(Items from a data source)

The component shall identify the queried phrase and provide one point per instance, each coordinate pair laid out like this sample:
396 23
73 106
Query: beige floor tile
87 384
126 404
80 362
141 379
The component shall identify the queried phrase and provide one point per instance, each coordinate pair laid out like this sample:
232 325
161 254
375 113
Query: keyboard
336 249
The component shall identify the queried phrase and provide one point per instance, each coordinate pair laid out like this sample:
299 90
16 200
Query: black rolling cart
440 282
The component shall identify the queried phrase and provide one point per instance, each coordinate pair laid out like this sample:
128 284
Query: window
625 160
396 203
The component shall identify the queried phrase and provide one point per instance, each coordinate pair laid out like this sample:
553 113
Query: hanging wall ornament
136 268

● EXERCISE INSTRUCTIONS:
From the records above, extract every entry exactly as given.

● OUTPUT FOR THIS EXERCISE:
The component shall identify the queried phrase and provide one point per instance, each coordinate pair laid out like this sample:
396 23
73 106
Query: beige floor tile
87 384
126 404
80 362
141 379
The component shall identify the queried phrase and provide one point per instance, each coordinate pair laid out like this sample:
232 325
161 254
375 113
Query: keyboard
336 249
The component shall identify the queried phrase and provide one point per instance, each coordinate pair laid out like this sample:
299 90
16 200
Query: black rolling cart
440 282
The component shall identify the queried phrase and provide one point per instance, each coordinate pair laid out like this sample:
128 284
Query: window
625 160
396 203
The component shall identify the queried phrase and provide one point per instance, each coordinate pair laid out like this sample:
553 113
Query: hanging wall ornament
136 268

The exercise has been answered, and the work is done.